Brano da leggere
La città di Torino ha appena firmato la Carta per l'integrazione dei rifugiati, un documento che impegna le istituzioni a garantire diritti e percorsi di inserimento alle persone titolari di protezione umanitaria. Percorsi che in passato sono stati attivati soprattutto su impulso di associazioni e gruppi impegnati nell’accoglienza ai migranti, talvolta passando attraverso canali informali. La firma di questo documento fa sperare nella svolta invocata da molti: la sicurezza per tutti si costruisce a partire dall’umanità e dai diritti di tutti.
Ma ci sono anche segnali di senso opposto.
Mentre nel CPR di corso Brunelleschi si verificano sempre più numerosi atti di autolesionismo e tentativi di suicidio, l'unica voce istituzionale a interessarsi delle condizioni critiche in cui vivono le persone dentro quella struttura rimane la Garante cittadina per i detenuti, Monica Gallo.

Sfide
A: Nel brano su Torino e i rifugiati, chi è l'unica voce istituzionale che si occupa delle condizioni di vita nel CPR di corso Brunelleschi?
B: Riscrivi soltanto le righe dei record che vanno dall'inizio dei record fino alla riga che contiene "pixel 685 403", entrambe incluse e con le richieste comprese, aggiungendo 82 a ogni numero delle coordinate nelle risposte.
Il brano e i record sono due materiali distinti, senza legami tra loro.

Dati salvati
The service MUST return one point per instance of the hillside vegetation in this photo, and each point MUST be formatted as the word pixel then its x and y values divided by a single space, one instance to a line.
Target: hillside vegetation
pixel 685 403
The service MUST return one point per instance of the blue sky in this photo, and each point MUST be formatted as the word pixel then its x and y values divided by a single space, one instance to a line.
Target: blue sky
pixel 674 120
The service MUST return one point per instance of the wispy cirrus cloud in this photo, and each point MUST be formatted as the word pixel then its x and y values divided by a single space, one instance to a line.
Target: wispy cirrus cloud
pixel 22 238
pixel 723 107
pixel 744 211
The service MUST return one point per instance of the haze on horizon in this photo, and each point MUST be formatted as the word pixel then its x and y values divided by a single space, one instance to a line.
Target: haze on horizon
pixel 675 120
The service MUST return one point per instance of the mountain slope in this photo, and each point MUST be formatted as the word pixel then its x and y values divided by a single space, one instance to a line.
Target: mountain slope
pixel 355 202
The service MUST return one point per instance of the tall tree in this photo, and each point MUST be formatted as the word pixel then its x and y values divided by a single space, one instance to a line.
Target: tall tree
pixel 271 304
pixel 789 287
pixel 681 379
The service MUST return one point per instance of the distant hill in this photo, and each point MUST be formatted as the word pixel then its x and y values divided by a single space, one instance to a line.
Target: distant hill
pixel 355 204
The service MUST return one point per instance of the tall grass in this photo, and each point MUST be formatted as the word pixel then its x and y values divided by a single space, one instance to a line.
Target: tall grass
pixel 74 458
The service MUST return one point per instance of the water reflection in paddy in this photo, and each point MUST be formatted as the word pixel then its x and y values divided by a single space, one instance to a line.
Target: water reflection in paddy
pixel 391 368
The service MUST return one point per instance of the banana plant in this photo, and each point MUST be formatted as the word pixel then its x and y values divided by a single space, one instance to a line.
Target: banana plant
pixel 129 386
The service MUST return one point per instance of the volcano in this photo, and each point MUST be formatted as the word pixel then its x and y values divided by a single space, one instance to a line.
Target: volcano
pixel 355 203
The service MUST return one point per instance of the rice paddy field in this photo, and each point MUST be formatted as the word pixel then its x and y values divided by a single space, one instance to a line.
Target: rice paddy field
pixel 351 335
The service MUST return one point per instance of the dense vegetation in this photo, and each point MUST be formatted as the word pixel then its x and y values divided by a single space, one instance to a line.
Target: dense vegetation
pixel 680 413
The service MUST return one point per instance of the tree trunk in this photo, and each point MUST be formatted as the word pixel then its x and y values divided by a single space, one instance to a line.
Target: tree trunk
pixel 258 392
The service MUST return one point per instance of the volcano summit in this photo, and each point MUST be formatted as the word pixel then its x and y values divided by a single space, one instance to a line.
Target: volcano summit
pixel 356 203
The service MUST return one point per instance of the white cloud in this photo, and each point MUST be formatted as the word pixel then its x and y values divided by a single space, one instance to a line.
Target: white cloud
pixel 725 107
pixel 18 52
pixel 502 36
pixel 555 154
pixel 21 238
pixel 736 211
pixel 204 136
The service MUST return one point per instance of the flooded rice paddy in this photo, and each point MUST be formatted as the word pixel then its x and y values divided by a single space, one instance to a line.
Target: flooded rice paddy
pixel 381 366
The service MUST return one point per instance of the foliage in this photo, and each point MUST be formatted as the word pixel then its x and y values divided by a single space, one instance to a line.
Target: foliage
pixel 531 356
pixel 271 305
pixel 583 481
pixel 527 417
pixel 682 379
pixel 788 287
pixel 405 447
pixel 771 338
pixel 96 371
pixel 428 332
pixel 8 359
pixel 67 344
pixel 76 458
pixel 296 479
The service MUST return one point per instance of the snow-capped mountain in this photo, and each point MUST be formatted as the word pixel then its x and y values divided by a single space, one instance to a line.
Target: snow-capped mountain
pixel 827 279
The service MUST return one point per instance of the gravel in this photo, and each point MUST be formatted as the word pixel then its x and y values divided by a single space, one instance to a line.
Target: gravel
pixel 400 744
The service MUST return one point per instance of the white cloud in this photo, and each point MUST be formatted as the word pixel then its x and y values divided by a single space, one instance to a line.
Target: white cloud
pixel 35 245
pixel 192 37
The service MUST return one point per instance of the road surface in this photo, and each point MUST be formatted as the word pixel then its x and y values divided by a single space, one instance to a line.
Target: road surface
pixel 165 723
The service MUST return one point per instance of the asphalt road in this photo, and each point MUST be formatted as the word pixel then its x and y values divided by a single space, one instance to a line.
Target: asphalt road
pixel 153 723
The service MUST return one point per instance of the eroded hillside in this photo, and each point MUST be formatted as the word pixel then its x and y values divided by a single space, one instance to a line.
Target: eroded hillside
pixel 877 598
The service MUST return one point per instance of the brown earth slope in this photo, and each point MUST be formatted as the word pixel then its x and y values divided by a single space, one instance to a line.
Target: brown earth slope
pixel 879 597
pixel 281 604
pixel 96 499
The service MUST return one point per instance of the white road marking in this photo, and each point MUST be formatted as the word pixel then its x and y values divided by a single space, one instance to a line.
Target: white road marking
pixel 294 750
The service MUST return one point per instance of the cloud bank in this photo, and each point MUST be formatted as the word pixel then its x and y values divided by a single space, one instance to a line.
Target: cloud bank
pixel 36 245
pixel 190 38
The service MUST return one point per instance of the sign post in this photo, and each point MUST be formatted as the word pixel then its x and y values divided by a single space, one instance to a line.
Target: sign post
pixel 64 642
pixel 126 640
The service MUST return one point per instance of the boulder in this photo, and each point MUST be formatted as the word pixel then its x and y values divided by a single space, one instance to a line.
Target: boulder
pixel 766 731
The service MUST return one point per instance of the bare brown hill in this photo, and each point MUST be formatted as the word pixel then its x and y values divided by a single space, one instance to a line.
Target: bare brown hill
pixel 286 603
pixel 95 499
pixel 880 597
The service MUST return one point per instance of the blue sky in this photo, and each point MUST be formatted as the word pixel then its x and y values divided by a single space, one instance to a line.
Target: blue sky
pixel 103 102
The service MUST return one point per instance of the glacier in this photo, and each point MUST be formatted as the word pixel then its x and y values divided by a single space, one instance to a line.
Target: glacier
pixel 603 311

Risultati per esercizio
A: La Garante cittadina per i detenuti, Monica Gallo.

B:
The service MUST return one point per instance of the hillside vegetation in this photo, and each point MUST be formatted as the word pixel then its x and y values divided by a single space, one instance to a line.
Target: hillside vegetation
pixel 767 485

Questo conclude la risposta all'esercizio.